- [WORK TO COMPLETE]: Print the line where "Target: pink wall" occurs and every line that follows it in the data below, ending with the last line, precisely as written.

═════ EXCERPTED DATA

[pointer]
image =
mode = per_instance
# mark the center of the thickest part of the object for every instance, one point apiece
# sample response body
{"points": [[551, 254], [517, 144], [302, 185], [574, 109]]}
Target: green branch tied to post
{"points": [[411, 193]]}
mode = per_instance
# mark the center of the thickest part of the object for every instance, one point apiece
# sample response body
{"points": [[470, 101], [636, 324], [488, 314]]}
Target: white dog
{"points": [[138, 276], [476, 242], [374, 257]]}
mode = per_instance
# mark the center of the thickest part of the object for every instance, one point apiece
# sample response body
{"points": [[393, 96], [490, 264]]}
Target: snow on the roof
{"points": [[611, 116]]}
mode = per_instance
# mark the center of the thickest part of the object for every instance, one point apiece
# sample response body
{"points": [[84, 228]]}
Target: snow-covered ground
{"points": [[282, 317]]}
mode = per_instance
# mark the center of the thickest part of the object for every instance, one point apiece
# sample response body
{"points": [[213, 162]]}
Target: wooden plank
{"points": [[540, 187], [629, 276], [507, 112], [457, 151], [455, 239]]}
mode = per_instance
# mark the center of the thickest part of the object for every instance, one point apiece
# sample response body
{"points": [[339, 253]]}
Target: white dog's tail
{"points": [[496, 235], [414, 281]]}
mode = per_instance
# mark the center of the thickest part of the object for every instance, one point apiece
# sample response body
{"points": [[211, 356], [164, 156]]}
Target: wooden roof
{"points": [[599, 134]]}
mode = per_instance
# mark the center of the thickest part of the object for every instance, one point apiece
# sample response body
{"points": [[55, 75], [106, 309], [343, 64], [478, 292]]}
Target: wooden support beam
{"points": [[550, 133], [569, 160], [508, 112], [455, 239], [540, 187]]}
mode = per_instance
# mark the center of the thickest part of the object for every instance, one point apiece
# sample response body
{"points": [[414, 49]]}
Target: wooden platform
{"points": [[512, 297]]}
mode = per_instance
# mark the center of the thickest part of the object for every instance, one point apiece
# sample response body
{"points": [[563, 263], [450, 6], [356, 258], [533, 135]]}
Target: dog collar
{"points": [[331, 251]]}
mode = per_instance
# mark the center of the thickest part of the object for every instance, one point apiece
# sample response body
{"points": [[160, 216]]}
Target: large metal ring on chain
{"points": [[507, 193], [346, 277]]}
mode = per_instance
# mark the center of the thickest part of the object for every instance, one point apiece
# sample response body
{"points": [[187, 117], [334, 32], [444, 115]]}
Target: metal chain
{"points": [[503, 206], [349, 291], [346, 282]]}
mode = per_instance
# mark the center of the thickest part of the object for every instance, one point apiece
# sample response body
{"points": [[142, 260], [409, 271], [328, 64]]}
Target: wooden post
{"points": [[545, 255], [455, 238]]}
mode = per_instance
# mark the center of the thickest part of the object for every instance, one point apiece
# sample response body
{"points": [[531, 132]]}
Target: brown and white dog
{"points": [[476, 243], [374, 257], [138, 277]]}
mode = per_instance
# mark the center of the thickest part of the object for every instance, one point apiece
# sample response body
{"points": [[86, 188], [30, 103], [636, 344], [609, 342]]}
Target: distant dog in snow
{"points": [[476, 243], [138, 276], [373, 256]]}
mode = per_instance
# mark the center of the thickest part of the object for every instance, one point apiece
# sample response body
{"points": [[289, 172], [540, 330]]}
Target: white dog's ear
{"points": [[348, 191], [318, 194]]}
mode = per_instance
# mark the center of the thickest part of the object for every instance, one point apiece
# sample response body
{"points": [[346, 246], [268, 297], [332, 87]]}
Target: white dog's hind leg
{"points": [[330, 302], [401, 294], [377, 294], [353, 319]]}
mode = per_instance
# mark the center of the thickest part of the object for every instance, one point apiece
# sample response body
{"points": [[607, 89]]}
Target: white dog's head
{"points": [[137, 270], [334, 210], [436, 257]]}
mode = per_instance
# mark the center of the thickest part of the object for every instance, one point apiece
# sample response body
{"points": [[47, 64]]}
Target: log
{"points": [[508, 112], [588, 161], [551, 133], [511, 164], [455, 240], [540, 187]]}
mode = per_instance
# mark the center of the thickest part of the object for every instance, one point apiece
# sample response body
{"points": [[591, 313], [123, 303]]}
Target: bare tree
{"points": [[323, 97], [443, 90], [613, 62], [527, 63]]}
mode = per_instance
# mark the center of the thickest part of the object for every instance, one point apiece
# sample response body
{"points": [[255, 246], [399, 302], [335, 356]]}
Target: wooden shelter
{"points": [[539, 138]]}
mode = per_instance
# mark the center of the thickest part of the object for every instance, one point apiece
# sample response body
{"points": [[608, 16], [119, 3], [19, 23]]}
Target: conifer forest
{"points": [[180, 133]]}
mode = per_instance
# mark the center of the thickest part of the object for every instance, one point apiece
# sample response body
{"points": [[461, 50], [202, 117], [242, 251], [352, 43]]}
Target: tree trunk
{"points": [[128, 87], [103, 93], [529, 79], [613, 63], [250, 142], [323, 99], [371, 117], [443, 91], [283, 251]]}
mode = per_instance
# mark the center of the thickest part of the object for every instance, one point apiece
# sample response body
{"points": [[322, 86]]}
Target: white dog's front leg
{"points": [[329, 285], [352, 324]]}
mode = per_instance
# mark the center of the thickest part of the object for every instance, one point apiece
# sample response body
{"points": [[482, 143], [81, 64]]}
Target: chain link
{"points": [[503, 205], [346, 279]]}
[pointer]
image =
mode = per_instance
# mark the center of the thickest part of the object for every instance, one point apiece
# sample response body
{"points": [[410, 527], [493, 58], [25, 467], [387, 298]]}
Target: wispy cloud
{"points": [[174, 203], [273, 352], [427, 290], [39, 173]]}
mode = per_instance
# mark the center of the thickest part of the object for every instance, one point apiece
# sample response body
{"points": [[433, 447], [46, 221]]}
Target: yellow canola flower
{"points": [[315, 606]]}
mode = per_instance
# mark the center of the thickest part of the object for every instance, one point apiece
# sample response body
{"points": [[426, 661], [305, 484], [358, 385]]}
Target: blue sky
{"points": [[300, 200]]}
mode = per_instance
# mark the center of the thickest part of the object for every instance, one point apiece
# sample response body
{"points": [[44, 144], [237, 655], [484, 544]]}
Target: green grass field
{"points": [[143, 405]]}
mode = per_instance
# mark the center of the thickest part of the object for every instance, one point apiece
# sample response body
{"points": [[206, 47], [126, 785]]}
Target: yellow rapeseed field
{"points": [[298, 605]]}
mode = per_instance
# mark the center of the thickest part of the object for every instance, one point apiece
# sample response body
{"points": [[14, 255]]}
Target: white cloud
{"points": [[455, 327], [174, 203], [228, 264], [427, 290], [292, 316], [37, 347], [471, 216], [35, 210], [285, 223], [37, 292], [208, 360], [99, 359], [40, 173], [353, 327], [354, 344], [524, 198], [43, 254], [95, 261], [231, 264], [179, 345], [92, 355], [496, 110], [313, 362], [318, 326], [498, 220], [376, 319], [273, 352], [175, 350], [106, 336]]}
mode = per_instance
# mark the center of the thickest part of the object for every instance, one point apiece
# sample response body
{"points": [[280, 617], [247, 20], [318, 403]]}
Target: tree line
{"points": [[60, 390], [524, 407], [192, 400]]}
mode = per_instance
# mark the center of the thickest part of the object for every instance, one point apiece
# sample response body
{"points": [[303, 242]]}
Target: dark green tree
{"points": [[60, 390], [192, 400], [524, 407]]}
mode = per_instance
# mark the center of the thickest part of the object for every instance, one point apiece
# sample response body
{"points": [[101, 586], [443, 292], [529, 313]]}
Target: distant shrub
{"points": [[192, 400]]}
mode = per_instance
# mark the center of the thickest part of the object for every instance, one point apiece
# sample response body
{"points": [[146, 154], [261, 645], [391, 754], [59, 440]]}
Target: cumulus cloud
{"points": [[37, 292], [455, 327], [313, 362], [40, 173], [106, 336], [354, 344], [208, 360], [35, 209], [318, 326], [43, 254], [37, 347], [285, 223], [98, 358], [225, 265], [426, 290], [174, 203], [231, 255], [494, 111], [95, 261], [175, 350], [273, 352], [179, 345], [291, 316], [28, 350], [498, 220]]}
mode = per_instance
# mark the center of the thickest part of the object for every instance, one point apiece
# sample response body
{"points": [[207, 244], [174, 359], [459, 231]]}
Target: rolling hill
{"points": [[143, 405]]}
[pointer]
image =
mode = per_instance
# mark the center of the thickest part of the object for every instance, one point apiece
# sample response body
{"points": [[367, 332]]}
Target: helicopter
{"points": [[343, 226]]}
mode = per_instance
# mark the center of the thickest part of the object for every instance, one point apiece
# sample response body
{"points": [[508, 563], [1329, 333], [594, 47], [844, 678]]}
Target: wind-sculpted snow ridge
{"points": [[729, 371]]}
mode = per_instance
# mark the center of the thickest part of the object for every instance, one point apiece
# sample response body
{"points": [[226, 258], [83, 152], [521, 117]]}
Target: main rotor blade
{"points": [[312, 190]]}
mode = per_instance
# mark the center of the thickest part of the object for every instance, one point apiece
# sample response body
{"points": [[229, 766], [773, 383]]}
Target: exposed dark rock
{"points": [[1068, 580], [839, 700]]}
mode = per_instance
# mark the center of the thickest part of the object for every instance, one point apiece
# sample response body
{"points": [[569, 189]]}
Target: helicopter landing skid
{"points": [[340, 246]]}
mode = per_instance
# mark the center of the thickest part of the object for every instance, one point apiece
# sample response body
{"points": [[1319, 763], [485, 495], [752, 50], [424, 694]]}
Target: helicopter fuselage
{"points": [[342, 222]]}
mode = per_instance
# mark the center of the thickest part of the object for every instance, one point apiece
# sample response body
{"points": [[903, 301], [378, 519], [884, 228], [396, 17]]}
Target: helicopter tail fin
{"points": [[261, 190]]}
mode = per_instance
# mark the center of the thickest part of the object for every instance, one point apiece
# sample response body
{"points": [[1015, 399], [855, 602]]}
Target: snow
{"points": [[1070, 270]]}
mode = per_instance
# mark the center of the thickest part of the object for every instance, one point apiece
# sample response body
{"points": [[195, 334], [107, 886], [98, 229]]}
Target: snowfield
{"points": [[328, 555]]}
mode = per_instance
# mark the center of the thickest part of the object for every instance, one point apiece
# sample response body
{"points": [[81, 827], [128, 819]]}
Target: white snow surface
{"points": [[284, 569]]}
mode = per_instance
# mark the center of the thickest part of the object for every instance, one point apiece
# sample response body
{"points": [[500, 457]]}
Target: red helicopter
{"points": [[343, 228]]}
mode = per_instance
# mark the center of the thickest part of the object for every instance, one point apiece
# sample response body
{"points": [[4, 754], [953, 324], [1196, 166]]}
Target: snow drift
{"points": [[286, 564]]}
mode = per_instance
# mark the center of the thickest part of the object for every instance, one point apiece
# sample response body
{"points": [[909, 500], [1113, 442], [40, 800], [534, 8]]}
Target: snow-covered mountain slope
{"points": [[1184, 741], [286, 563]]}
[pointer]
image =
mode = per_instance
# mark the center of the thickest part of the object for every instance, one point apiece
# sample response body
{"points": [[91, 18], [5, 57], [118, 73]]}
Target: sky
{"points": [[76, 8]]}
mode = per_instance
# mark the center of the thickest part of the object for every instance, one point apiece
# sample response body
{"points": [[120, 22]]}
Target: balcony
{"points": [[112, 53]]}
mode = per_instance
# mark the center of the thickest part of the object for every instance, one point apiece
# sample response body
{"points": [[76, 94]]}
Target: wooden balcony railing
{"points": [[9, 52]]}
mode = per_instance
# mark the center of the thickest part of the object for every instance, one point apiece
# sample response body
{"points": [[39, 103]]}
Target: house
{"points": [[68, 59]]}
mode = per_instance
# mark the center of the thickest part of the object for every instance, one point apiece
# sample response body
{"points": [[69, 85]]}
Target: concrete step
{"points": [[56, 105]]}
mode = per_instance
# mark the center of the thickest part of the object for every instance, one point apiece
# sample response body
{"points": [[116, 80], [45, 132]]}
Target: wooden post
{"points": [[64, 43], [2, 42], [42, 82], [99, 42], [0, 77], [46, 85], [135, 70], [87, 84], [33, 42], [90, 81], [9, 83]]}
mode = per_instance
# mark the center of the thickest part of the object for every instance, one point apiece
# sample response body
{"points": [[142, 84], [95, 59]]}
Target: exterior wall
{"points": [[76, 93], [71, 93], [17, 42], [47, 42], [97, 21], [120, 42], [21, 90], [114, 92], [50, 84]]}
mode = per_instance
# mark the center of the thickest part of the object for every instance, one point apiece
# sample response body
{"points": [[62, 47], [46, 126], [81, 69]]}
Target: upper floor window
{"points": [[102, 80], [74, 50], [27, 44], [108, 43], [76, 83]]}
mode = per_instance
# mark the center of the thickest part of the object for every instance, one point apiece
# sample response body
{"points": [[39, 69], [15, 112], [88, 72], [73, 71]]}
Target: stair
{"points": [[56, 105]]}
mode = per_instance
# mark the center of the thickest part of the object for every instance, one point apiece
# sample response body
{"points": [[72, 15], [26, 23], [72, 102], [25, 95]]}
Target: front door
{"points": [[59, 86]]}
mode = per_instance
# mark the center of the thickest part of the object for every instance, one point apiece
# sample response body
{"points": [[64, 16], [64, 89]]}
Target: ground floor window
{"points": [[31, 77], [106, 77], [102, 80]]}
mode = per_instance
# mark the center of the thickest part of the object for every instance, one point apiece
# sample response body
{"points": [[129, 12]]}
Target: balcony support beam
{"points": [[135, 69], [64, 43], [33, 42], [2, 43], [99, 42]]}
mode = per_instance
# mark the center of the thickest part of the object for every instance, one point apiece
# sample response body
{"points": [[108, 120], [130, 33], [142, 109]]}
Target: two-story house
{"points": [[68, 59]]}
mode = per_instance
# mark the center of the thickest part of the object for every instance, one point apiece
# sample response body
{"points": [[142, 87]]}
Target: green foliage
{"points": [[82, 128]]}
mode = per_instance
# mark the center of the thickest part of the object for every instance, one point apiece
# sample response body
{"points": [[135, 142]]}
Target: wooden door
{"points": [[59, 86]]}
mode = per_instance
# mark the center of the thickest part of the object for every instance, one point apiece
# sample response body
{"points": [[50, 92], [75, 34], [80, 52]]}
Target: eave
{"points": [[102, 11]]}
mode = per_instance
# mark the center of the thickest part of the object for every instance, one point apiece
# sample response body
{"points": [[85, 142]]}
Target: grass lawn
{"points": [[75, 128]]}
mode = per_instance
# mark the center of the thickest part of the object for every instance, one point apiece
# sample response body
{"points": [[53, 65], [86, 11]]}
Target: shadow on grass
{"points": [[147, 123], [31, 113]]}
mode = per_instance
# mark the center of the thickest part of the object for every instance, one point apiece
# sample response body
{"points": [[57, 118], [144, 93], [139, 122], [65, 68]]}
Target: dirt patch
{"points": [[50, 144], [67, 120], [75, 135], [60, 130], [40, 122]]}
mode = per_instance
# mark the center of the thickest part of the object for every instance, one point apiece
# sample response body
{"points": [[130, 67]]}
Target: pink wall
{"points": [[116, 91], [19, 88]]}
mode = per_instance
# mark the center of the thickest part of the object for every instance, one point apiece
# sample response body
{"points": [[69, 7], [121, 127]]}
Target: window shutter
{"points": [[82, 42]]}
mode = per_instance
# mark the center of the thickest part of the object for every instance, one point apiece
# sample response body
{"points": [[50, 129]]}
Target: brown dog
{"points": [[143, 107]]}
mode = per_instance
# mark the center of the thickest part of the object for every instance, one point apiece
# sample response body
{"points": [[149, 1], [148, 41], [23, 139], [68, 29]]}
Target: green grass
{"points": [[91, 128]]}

══════════

- [FINISHED TASK]:
Target: pink wall
{"points": [[116, 91], [19, 88]]}
mode = per_instance
# mark the center of the thickest part of the object for every instance, one point apiece
# sample response body
{"points": [[69, 7], [121, 127]]}
Target: window shutter
{"points": [[82, 42]]}
mode = per_instance
# mark the center of the thickest part of the object for every instance, one point apiece
# sample response body
{"points": [[50, 129]]}
Target: brown dog
{"points": [[143, 107]]}
mode = per_instance
# mark the center of the thickest part of the object for every instance, one point apiece
# sample response body
{"points": [[149, 1], [148, 41], [23, 139], [68, 29]]}
Target: green grass
{"points": [[91, 128]]}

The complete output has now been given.